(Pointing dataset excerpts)
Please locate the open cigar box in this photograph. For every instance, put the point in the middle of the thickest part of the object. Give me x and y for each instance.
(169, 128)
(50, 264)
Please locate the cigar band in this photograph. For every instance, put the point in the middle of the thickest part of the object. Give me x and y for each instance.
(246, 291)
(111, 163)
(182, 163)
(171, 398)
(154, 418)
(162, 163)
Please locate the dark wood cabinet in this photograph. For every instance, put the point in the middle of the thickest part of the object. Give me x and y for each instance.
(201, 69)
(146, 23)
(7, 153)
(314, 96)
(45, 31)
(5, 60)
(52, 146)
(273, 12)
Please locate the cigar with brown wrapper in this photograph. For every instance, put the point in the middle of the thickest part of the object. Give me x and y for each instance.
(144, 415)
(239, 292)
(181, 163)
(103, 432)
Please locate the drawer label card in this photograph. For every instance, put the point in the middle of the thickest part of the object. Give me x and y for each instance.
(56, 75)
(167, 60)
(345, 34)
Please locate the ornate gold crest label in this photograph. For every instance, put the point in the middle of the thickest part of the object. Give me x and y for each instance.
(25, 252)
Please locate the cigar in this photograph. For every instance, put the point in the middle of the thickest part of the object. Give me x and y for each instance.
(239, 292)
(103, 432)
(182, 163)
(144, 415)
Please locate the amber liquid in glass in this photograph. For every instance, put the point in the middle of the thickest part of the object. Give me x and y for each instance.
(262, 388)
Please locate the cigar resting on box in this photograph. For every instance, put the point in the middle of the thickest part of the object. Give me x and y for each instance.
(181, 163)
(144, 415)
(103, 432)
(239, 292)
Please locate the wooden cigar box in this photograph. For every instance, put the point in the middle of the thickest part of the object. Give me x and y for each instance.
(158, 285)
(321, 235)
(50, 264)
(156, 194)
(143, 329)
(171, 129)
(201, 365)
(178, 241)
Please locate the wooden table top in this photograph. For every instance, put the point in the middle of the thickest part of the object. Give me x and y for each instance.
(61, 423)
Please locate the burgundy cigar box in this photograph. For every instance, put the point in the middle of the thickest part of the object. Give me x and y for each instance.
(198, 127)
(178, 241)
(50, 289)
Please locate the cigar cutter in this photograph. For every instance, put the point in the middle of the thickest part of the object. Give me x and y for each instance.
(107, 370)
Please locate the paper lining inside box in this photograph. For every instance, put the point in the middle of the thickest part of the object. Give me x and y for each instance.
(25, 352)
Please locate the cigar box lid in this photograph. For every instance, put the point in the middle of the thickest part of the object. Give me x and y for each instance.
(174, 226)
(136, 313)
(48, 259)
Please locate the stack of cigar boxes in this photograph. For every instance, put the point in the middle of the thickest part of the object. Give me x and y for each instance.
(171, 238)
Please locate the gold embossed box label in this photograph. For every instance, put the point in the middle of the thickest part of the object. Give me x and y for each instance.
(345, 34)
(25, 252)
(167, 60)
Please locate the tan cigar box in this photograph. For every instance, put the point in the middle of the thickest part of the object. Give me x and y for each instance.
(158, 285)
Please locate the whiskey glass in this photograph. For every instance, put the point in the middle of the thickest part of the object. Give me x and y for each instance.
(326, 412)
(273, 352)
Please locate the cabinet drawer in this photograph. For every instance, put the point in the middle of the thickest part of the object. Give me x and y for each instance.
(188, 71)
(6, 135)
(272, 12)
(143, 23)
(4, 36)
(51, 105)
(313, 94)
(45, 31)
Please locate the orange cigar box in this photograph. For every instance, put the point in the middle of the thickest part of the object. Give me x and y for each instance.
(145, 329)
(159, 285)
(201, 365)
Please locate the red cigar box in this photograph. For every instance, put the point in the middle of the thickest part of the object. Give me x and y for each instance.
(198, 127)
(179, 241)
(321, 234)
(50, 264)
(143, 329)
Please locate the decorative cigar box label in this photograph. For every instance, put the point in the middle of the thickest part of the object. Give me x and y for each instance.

TASK: Return precisely the lines of the records, starting with the line that holds "Please locate the gold" and ending with the last one.

WRITTEN RESPONSE:
Please locate the gold embossed box label in this photograph. For every instance, put the point in the middle of the thickest part of the object. Give me x and y for each instance.
(345, 34)
(25, 252)
(167, 60)
Please locate the tan cigar box in this photograph. For every instance, put the point in the middle of the thickest part of the object. Give me x and y for each instance.
(158, 285)
Please locate the whiskey glass in this photograph. For every instance, put the point in the middle of the thickest part of the object. Give me x and y for each instance.
(326, 412)
(273, 352)
Please locate the cabinet drawer in this photograph. For every instance, put the point in the middle of the thickest part of the object. Give me x and y for each instance.
(188, 71)
(6, 135)
(272, 12)
(143, 23)
(4, 36)
(51, 105)
(313, 94)
(45, 31)
Please locate the orange cigar box in this photograph. For every instance, put the point in the middle of the thickest part of the object. Give me x and y for each instance.
(145, 329)
(159, 285)
(201, 365)
Please locate the red cigar box in this photograph. For every instance, put the point in the middle of the thickest part of the object. Give me x and y for each instance.
(198, 127)
(179, 241)
(321, 234)
(50, 264)
(143, 329)
Please locate the decorative cigar box label in this photograph. For every instance, put the point in the middle of the thickest part of the object. Give me x and y for each instance.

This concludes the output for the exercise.